Description of the task –
The required output is the exact run of lines below that opens at the line with "Target: car wheel" and closes at the line with "the white suv".

━━━━

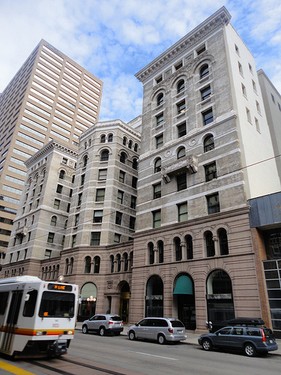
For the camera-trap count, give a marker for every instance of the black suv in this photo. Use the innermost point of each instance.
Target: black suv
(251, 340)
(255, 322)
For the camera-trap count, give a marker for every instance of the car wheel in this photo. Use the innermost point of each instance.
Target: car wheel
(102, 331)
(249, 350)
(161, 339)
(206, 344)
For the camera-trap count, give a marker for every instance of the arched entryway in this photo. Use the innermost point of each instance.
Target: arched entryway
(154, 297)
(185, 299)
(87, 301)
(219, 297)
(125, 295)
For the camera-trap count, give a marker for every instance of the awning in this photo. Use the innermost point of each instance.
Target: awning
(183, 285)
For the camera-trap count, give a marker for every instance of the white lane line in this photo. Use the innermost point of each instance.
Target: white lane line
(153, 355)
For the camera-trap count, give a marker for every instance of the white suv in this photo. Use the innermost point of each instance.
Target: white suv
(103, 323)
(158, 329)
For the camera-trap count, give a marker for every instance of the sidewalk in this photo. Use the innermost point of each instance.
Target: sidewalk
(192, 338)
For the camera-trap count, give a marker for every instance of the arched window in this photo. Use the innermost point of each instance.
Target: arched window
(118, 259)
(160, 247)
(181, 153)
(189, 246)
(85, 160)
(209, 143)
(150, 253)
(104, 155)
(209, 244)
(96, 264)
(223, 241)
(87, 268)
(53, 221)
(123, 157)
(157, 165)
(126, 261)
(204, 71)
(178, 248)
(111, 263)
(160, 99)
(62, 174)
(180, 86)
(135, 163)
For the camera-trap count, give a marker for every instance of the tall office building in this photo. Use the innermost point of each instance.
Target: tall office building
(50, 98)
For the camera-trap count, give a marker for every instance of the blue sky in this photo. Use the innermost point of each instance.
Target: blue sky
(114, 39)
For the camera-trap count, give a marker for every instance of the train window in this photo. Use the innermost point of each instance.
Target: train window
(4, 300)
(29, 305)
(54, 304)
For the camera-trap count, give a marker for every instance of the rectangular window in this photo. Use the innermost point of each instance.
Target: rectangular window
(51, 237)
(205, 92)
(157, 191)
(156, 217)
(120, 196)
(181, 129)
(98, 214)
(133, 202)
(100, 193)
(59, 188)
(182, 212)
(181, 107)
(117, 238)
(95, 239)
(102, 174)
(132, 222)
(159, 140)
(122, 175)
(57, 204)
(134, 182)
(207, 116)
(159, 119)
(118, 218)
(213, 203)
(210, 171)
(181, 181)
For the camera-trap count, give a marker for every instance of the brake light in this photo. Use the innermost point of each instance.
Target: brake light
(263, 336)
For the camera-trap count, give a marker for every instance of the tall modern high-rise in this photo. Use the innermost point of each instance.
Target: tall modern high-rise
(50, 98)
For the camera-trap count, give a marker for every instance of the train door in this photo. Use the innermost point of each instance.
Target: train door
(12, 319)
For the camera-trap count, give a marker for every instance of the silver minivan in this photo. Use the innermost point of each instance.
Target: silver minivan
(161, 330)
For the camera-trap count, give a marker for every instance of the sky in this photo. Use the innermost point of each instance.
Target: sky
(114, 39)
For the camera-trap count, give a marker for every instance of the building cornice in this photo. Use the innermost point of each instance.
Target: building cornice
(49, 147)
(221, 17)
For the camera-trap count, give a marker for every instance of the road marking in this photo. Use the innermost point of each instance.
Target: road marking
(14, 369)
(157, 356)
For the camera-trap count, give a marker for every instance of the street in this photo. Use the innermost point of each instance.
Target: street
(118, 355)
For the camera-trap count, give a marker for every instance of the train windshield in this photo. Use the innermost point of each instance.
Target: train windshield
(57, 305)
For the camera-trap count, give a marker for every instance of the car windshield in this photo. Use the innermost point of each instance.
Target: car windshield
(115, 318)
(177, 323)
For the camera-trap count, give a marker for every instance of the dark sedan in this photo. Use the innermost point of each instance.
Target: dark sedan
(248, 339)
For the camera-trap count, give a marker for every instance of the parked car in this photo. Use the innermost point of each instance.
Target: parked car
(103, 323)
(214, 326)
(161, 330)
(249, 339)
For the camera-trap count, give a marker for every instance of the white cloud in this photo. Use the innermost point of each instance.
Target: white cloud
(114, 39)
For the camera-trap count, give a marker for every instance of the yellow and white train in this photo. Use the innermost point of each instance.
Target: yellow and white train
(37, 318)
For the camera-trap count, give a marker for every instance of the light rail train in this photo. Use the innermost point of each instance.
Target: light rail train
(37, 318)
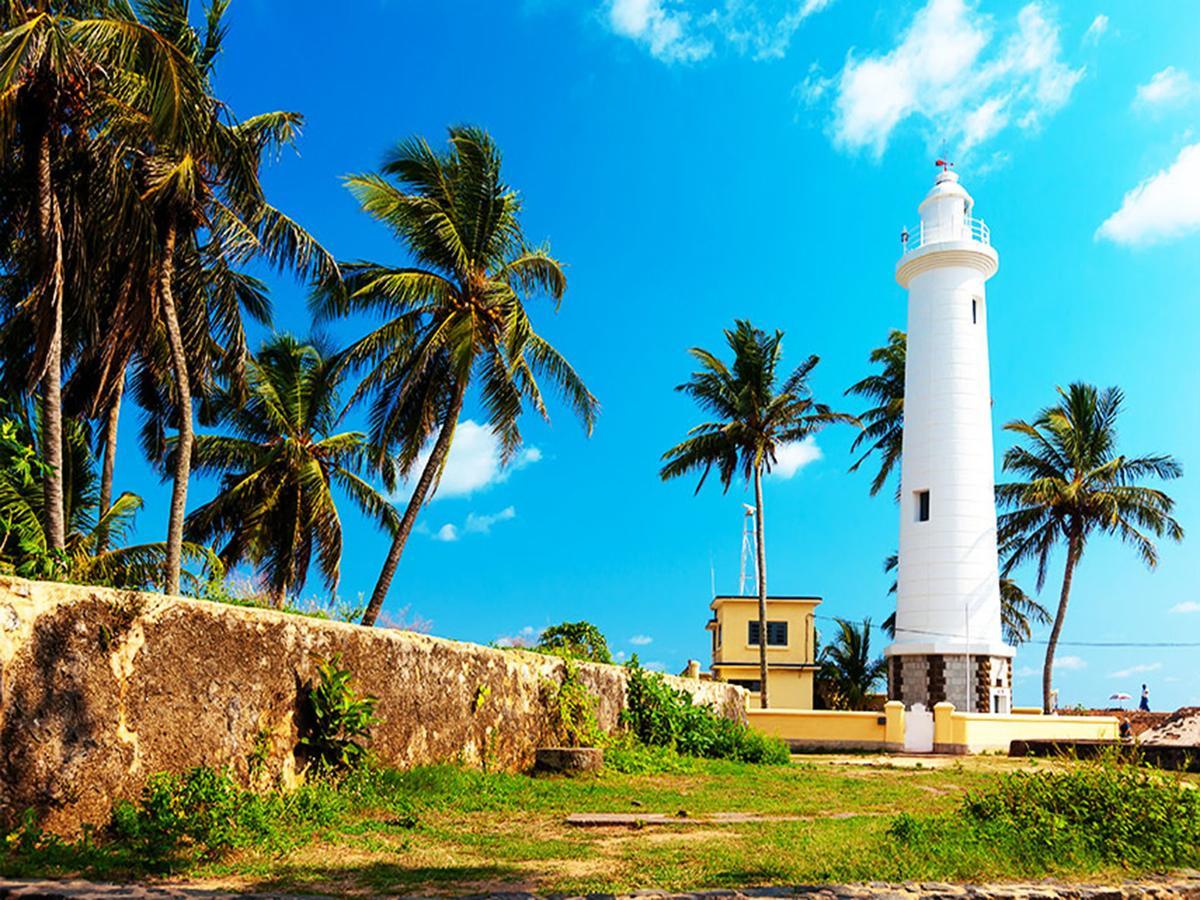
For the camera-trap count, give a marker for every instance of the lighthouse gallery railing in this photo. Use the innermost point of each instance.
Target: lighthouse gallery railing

━━━━

Result for this exercise –
Target: car wheel
(102, 331)
(249, 350)
(161, 339)
(206, 344)
For the camera-trap count, give a marker for every instance of the arched entryway in this photo. Use the innermost point of each instance.
Target: arched entryway
(154, 297)
(185, 299)
(87, 301)
(219, 297)
(125, 295)
For the camera-trap count, give a marker for every instance of the awning in this photo. Use the innermost point of each instance.
Target: awning
(183, 285)
For the camera-trap count, give a marker for every instance of the white lane line in this photo. Use the innermost point of each instance.
Target: white lane line
(153, 355)
For the camera-trap count, give a marker for every instance of the white suv in this photo. Use the innermost point of each instance.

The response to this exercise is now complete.